(Excerpts of pointing data)
BEGIN

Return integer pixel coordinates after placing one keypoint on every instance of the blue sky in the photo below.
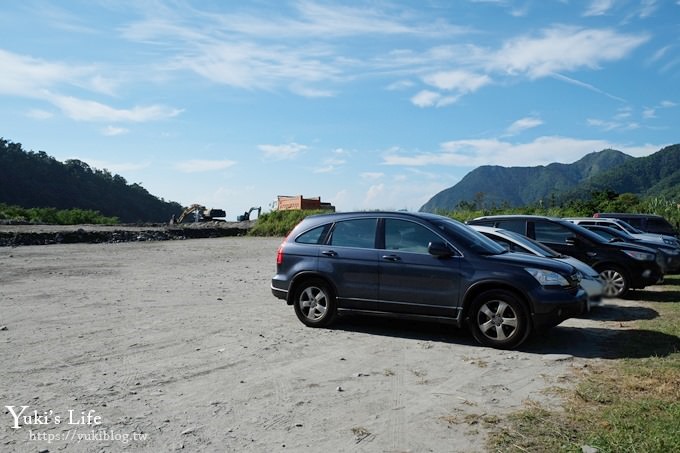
(370, 105)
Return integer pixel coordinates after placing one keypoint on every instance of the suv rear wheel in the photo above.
(314, 303)
(499, 319)
(615, 281)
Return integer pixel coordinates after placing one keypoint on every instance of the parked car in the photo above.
(421, 266)
(648, 223)
(622, 225)
(671, 255)
(622, 266)
(515, 242)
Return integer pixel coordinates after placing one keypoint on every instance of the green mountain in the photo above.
(654, 175)
(36, 180)
(520, 186)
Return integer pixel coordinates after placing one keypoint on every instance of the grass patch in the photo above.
(631, 404)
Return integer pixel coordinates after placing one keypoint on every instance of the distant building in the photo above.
(297, 202)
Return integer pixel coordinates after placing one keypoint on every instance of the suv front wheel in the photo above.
(499, 319)
(314, 303)
(615, 281)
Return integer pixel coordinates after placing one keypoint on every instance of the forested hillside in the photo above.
(654, 175)
(520, 186)
(36, 180)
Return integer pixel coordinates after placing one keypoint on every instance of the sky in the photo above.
(369, 105)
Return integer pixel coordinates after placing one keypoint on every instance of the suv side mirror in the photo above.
(572, 240)
(439, 249)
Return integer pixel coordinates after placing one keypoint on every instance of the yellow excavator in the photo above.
(201, 214)
(246, 215)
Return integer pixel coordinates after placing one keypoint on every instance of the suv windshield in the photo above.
(594, 237)
(468, 238)
(532, 245)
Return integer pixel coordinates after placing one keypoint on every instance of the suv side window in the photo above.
(551, 232)
(313, 236)
(660, 225)
(408, 236)
(516, 225)
(354, 233)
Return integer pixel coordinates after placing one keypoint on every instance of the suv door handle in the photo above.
(391, 258)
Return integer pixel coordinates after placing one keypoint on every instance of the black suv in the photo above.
(421, 266)
(649, 223)
(622, 266)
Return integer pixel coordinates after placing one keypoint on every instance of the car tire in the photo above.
(499, 319)
(615, 281)
(314, 302)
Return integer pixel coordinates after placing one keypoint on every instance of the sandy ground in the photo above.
(179, 345)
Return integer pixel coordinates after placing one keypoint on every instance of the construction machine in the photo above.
(201, 214)
(246, 215)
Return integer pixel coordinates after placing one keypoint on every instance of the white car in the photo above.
(591, 281)
(622, 225)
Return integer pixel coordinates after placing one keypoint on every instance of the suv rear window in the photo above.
(354, 233)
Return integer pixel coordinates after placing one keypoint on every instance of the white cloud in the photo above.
(523, 124)
(281, 152)
(85, 110)
(426, 98)
(598, 7)
(400, 85)
(371, 176)
(457, 80)
(374, 196)
(113, 131)
(39, 114)
(199, 166)
(647, 8)
(542, 151)
(27, 76)
(115, 167)
(562, 49)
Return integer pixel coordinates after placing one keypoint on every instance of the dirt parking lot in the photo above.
(179, 345)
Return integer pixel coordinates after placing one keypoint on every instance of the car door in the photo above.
(412, 280)
(350, 258)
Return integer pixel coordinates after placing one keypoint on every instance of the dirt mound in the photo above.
(15, 235)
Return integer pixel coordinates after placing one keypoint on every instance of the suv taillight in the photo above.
(279, 255)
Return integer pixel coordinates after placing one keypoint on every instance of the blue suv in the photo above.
(421, 266)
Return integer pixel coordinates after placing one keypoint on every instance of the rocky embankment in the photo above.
(15, 235)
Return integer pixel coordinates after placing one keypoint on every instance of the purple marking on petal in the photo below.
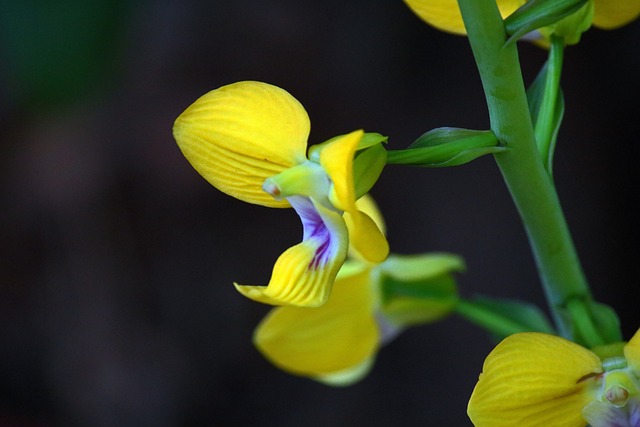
(314, 229)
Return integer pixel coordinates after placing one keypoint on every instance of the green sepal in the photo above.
(367, 167)
(592, 323)
(368, 139)
(537, 96)
(446, 146)
(535, 14)
(419, 289)
(504, 317)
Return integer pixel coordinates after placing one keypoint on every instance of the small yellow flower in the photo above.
(249, 140)
(533, 379)
(337, 343)
(445, 14)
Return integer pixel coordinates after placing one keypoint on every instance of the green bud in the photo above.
(537, 14)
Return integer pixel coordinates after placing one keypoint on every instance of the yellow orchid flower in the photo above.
(534, 379)
(445, 14)
(337, 343)
(249, 139)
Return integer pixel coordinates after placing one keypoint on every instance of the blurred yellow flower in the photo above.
(533, 379)
(249, 139)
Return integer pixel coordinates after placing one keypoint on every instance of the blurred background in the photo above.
(117, 259)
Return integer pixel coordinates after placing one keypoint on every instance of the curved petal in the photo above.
(303, 275)
(445, 14)
(337, 160)
(533, 379)
(240, 134)
(632, 352)
(322, 342)
(611, 14)
(368, 206)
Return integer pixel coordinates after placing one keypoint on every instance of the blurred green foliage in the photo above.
(57, 52)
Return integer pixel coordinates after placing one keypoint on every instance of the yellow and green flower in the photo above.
(534, 379)
(604, 14)
(249, 140)
(370, 304)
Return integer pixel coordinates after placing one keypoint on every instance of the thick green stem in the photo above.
(522, 168)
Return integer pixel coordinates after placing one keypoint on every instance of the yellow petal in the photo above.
(534, 379)
(445, 14)
(368, 206)
(337, 160)
(320, 342)
(611, 14)
(240, 134)
(632, 352)
(304, 274)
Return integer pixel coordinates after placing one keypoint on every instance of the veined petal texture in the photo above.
(317, 342)
(337, 160)
(303, 275)
(533, 379)
(240, 134)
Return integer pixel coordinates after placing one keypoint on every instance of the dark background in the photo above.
(116, 262)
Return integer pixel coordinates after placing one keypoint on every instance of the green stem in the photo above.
(545, 124)
(524, 173)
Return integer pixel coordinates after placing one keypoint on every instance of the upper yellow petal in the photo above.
(445, 14)
(610, 14)
(533, 379)
(240, 134)
(337, 160)
(304, 274)
(632, 352)
(318, 342)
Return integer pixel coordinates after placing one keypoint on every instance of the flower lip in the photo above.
(316, 229)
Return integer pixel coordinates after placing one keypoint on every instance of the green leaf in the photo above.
(536, 14)
(369, 139)
(444, 147)
(418, 289)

END

▶ _REQUIREMENTS_
Every record is to be reproduced exactly, with no pictures included.

▶ _RESPONSE TO THIS TASK_
Return integer pixel coordinates after placing one keypoint on every instance of the blue sky in the photo below.
(370, 105)
Return integer pixel coordinates after placing one keypoint on every instance of the suv rear wheel in the photo above.
(314, 303)
(499, 319)
(615, 281)
Return integer pixel coordinates after placing one keypoint on every instance of the parked car in the photo above.
(421, 266)
(648, 223)
(622, 225)
(671, 255)
(622, 266)
(515, 242)
Return integer pixel coordinates after placing one keypoint on every instance of the green mountain in the photo above.
(654, 175)
(36, 180)
(520, 186)
Return integer pixel coordinates after placing one keypoint on every instance of the grass patch in the photo above.
(631, 404)
Return integer pixel coordinates after placing one keypoint on every instance of the distant building in the photo above.
(297, 202)
Return integer pixel coordinates after placing one keypoint on every instance of the suv front wheel in the photo above.
(499, 319)
(314, 303)
(615, 281)
Return integer pixel coordinates after placing one keypoint on every instance of the forested hillside in the photo above.
(654, 175)
(520, 186)
(36, 180)
Return integer pixel coordinates after placing one keypoint on every instance of the sky in the photo above.
(369, 105)
Return integer pixel coordinates after placing one keypoint on every instance of the suv side mirror in the photo above.
(572, 240)
(439, 249)
Return integer pixel coordinates after placing one keypoint on every instance of the yellow excavator in the photo above.
(201, 214)
(246, 215)
Return integer pixel coordinates after placing one keypoint on every instance of the suv windshield in the photo above.
(594, 237)
(468, 238)
(532, 245)
Return integer pixel coordinates after placing one keypoint on every instance of the suv side window in the photo above.
(551, 232)
(313, 236)
(660, 225)
(408, 236)
(516, 225)
(354, 233)
Return integer pixel coordinates after placing one keypoint on every instance of the suv door handle in the photo above.
(391, 258)
Return integer pixel coordinates after placing one keypoint on every instance of the black suv in the photo above.
(421, 266)
(649, 223)
(622, 266)
Return integer pixel coordinates after placing one keypoint on every instance of the car tire in the photo above.
(499, 319)
(615, 281)
(314, 302)
Return integer pixel coordinates after placing one keypoint on every instance of the sandy ground in the photo above.
(179, 345)
Return integer pixel coordinates after placing one keypoint on every instance of the construction machine in the photo above.
(201, 214)
(246, 215)
Return integer pixel coordinates after placing one keypoint on every instance of the white car in the photo above.
(591, 281)
(622, 225)
Return integer pixel coordinates after placing one keypoint on every instance of the suv rear window in the photo above.
(354, 233)
Return integer pixel coordinates after placing one keypoint on every instance of the white cloud in the photo above.
(523, 124)
(281, 152)
(85, 110)
(426, 98)
(598, 7)
(400, 85)
(371, 176)
(457, 80)
(374, 196)
(113, 131)
(39, 114)
(199, 166)
(647, 8)
(542, 151)
(27, 76)
(115, 167)
(562, 49)
Return integer pixel coordinates after placing one keypoint on every instance of the dirt parking lot in the photo above.
(179, 345)
Return integer pixel coordinates after placing one keypoint on every instance of the car door in the photo above.
(412, 280)
(350, 258)
Return integer pixel coordinates after placing one keypoint on every instance of the dirt mound in the photo above.
(15, 235)
Return integer pixel coordinates after placing one keypoint on every instance of the suv taillight in the photo above.
(279, 255)
Return integer pixel coordinates after placing one keypoint on every instance of the blue suv in the photo above.
(421, 266)
Return integer pixel coordinates after placing one keypoint on every instance of the rocky embankment in the photo above.
(15, 235)
Return integer pixel coordinates after placing one keypoint on every instance of the purple marking on petal in the photo below.
(314, 229)
Return integer pixel coordinates after placing one keypoint on every instance of the green sepal in the photo above.
(367, 167)
(592, 323)
(368, 139)
(537, 96)
(446, 146)
(535, 14)
(419, 289)
(504, 317)
Return integer pixel coordinates after placing one keypoint on every instance of the small yellow flower in the photo above.
(249, 140)
(533, 379)
(337, 343)
(445, 14)
Return integer pixel coordinates after placing one keypoint on every instance of the green bud in the photo above.
(537, 14)
Return integer pixel coordinates after placing one keypoint on every instance of the yellow orchid flower in the photo above.
(534, 379)
(445, 14)
(337, 343)
(249, 139)
Return integer pixel coordinates after placing one keypoint on every instance of the blurred yellow flower in the photo above.
(533, 379)
(249, 139)
Return integer pixel coordinates after placing one keypoint on every instance of the blurred background in the photo above.
(117, 259)
Return integer pixel coordinates after placing one keypoint on every instance of the curved petal in the photo above.
(303, 275)
(445, 14)
(337, 160)
(533, 379)
(240, 134)
(632, 352)
(322, 342)
(611, 14)
(368, 206)
Return integer pixel coordinates after placing one keypoint on every instance of the blurred green foliage in the photo above.
(57, 52)
Return integer pixel coordinates after placing one keypoint on every instance of the yellow and green flower in the photo above.
(534, 379)
(604, 14)
(249, 140)
(370, 304)
Return integer pixel coordinates after placing one keypoint on every instance of the thick green stem in the photo above.
(522, 168)
Return integer pixel coordinates after placing one keypoint on every instance of the yellow petal in the photo above.
(534, 379)
(445, 14)
(368, 206)
(337, 160)
(320, 342)
(611, 14)
(240, 134)
(632, 352)
(304, 274)
Return integer pixel coordinates after placing one keypoint on every instance of the veined petal texture in the photo above.
(317, 342)
(337, 160)
(303, 275)
(533, 379)
(240, 134)
Return integer pixel coordinates after placing one keypoint on every instance of the dark background in the photo above.
(116, 262)
Return integer pixel coordinates after placing one keypoint on every instance of the green stem in the photo above.
(545, 124)
(524, 173)
Return integer pixel coordinates after placing one keypoint on every instance of the upper yellow petal in the photo above.
(445, 14)
(610, 14)
(533, 379)
(240, 134)
(337, 160)
(304, 274)
(632, 352)
(318, 342)
Return integer pixel coordinates after placing one keypoint on every instance of the flower lip in the photo above.
(316, 229)
Return integer pixel coordinates after placing one keypoint on every instance of the green leaf in the photo above.
(536, 14)
(369, 139)
(444, 147)
(418, 289)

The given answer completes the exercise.